**Aim of the exercise**
Retype the data below from the line containing "Target: ocean water" through the line containing "Now the ocean", keeping every character as it stands.

**Exercise materials**
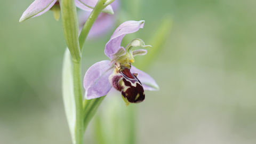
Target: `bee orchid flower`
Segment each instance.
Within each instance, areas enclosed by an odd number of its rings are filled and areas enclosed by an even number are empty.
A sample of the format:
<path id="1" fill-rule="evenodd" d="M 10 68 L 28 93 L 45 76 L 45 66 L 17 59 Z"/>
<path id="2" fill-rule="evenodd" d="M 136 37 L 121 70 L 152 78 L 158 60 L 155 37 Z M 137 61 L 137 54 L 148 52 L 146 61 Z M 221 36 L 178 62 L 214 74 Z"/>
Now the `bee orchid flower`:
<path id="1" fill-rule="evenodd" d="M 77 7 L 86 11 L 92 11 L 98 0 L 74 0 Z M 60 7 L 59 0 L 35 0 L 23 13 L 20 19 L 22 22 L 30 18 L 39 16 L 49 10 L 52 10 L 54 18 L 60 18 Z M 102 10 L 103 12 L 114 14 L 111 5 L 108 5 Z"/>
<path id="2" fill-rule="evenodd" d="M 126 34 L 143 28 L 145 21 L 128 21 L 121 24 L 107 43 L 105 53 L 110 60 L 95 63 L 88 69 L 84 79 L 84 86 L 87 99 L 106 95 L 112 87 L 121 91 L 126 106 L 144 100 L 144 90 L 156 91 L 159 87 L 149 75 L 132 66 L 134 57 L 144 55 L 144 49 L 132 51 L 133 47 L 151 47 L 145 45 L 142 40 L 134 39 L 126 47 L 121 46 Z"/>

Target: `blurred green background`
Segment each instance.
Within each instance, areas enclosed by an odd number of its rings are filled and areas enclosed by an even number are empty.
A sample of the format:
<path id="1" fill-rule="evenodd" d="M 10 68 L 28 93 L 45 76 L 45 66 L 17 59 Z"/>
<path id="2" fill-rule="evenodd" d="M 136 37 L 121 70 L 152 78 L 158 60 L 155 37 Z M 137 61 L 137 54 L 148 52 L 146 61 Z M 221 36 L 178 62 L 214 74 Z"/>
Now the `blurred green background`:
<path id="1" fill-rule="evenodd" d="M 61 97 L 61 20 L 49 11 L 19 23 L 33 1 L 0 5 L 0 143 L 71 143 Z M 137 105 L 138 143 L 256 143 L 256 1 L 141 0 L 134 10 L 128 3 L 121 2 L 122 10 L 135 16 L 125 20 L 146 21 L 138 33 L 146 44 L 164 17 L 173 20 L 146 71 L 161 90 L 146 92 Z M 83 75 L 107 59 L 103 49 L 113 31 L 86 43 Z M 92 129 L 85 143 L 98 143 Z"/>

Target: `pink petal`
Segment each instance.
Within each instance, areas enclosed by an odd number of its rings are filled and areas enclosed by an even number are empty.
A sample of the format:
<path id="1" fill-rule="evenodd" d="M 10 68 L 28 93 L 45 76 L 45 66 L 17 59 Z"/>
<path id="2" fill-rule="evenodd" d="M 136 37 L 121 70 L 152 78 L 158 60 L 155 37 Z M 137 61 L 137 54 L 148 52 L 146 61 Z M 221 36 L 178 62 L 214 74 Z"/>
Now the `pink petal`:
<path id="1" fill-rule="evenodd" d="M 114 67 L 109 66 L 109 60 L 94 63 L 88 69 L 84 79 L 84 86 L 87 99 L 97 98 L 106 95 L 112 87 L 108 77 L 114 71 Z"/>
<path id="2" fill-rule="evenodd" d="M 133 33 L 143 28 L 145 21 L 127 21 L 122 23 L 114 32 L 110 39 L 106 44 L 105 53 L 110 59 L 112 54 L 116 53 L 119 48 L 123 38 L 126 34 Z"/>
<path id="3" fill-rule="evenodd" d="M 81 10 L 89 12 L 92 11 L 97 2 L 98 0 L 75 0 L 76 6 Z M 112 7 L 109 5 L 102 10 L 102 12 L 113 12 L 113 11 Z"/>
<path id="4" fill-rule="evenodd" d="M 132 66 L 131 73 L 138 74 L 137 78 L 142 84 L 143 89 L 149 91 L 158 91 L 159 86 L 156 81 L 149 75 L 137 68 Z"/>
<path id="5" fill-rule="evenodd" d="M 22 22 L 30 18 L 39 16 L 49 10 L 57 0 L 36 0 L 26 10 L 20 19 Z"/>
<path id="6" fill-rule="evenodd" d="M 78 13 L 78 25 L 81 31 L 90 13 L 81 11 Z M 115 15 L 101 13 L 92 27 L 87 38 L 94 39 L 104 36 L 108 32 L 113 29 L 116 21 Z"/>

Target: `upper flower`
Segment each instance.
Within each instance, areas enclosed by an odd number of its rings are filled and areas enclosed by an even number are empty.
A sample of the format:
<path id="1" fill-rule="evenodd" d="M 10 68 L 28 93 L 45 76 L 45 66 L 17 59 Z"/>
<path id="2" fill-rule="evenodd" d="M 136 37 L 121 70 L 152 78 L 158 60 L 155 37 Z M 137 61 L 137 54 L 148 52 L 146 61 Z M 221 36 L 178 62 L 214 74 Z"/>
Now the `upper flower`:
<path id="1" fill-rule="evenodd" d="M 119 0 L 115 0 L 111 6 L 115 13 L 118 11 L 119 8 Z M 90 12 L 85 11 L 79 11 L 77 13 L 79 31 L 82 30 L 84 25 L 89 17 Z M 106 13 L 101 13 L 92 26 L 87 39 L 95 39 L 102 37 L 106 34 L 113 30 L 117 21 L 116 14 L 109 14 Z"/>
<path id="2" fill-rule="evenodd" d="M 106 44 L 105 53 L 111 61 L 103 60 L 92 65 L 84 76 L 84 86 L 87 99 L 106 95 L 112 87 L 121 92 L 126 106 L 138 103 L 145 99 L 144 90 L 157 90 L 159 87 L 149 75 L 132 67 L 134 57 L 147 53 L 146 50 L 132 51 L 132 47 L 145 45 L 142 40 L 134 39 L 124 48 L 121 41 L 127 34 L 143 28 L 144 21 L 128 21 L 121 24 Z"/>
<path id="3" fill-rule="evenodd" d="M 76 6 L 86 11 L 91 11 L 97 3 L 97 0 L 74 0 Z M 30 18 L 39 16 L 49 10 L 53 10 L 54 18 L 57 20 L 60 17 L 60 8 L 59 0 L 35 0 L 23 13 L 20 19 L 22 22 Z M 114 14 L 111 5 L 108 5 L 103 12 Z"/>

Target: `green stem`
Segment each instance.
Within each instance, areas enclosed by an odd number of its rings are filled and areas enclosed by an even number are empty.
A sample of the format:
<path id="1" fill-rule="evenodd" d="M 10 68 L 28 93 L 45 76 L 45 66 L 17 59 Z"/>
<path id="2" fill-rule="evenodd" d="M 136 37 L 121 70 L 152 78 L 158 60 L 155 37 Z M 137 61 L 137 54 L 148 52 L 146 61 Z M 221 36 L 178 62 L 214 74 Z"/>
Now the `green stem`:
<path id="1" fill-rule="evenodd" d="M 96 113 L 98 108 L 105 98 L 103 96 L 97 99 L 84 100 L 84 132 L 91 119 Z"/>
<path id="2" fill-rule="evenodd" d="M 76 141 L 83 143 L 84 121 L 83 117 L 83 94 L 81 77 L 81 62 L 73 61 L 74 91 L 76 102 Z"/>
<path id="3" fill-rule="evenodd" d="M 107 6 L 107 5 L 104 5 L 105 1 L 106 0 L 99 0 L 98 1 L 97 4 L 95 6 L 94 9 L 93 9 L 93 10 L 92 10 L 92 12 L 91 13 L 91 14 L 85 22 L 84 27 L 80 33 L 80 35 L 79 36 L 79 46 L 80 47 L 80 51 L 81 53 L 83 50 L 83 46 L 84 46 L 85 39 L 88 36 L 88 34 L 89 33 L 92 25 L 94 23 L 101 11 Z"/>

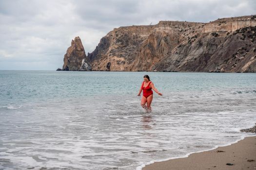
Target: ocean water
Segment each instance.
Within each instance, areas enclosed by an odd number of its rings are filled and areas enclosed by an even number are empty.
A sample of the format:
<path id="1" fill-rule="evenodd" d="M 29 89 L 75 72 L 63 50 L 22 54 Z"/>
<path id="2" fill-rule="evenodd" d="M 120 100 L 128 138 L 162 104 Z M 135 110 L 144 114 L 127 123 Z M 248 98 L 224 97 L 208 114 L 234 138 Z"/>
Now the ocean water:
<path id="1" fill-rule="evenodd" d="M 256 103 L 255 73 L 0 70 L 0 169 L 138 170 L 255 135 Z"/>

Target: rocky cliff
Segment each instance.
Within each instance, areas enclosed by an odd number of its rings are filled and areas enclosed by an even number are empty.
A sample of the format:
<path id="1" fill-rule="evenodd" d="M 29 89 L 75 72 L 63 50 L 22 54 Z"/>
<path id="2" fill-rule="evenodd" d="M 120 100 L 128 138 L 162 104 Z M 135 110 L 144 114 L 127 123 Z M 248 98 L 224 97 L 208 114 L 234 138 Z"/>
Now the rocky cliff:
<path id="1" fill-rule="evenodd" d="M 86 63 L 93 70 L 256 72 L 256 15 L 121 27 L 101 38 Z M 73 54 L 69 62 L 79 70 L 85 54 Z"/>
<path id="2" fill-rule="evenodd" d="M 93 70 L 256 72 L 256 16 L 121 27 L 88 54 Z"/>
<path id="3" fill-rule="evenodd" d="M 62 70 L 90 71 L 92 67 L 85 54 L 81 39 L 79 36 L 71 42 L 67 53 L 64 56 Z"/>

* * *

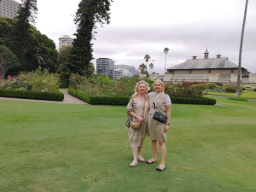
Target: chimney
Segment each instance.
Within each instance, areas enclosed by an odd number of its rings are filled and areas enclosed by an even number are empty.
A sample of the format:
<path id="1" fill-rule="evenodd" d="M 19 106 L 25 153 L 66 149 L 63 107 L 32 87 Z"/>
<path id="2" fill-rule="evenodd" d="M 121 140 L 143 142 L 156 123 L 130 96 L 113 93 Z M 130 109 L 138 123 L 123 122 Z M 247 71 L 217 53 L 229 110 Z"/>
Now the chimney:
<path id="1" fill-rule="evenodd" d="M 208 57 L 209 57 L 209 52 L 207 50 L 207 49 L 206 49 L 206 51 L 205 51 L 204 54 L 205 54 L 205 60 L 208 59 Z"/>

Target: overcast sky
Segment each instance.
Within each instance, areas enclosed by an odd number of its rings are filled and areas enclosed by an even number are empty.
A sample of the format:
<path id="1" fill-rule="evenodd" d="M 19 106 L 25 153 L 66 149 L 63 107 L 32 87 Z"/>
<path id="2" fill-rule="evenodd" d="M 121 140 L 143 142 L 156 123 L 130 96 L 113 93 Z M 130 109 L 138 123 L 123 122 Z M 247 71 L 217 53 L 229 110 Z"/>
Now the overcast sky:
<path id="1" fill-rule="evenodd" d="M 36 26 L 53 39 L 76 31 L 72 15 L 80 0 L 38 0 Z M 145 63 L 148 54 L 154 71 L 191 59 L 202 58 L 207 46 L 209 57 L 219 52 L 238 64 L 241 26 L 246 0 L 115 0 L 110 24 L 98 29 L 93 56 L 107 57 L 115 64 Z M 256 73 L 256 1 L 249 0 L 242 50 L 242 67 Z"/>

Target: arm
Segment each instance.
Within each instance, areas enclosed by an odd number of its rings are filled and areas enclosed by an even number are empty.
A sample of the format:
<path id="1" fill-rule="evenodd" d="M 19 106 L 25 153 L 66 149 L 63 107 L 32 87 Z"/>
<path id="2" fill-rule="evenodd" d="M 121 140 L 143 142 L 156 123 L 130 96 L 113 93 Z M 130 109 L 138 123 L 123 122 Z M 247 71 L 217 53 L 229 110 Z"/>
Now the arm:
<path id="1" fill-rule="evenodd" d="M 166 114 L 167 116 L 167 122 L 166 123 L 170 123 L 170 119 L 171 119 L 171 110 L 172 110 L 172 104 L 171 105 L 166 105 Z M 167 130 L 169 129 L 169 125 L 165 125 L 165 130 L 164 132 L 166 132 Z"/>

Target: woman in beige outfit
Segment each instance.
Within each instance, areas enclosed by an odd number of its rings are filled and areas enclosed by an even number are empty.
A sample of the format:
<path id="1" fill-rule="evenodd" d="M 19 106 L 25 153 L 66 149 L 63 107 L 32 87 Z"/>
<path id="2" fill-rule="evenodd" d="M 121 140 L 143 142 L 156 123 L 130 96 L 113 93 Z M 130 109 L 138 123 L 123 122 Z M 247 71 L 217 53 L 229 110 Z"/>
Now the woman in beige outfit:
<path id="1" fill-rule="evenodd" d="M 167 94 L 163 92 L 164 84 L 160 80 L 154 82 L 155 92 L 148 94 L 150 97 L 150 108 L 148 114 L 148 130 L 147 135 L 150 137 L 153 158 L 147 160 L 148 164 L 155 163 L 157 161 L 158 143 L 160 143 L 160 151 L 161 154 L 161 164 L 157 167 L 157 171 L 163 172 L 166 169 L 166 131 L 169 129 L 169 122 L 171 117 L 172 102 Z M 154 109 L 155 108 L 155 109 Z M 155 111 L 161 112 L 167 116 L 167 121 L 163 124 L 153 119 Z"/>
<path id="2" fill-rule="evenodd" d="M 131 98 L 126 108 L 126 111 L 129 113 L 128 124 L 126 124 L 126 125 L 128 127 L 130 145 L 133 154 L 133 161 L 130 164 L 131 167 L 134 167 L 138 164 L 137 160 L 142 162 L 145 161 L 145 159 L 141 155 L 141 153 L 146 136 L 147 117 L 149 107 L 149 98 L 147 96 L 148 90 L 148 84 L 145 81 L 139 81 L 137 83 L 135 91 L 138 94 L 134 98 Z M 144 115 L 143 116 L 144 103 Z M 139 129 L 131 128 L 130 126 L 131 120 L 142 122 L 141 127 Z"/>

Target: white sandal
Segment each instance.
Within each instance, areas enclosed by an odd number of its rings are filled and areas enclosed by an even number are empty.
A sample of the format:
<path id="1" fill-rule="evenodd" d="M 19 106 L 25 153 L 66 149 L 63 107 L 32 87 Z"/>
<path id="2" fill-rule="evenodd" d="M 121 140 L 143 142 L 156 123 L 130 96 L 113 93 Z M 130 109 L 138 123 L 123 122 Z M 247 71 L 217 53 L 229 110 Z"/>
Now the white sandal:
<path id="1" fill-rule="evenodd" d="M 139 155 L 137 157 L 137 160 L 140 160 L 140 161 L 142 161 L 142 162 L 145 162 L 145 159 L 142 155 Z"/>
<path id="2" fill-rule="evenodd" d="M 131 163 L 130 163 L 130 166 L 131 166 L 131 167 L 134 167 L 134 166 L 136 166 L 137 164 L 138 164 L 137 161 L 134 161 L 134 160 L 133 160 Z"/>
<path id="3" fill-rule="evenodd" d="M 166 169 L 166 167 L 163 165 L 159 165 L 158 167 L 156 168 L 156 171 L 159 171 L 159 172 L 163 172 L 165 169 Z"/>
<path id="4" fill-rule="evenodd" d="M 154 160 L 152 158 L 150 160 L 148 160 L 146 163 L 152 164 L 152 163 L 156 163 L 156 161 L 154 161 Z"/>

**Solved exercise**
Target: ocean water
Segment each instance.
Within each instance, areas enclosed by an odd number of its rings are filled and areas enclosed by an even number are empty.
A sample of the format:
<path id="1" fill-rule="evenodd" d="M 29 89 L 75 72 L 63 50 L 22 54 Z"/>
<path id="2" fill-rule="evenodd" d="M 120 100 L 128 138 L 162 104 Z M 135 110 L 144 114 L 127 123 Z M 248 98 L 224 97 L 208 114 L 234 138 Z"/>
Now the ocean water:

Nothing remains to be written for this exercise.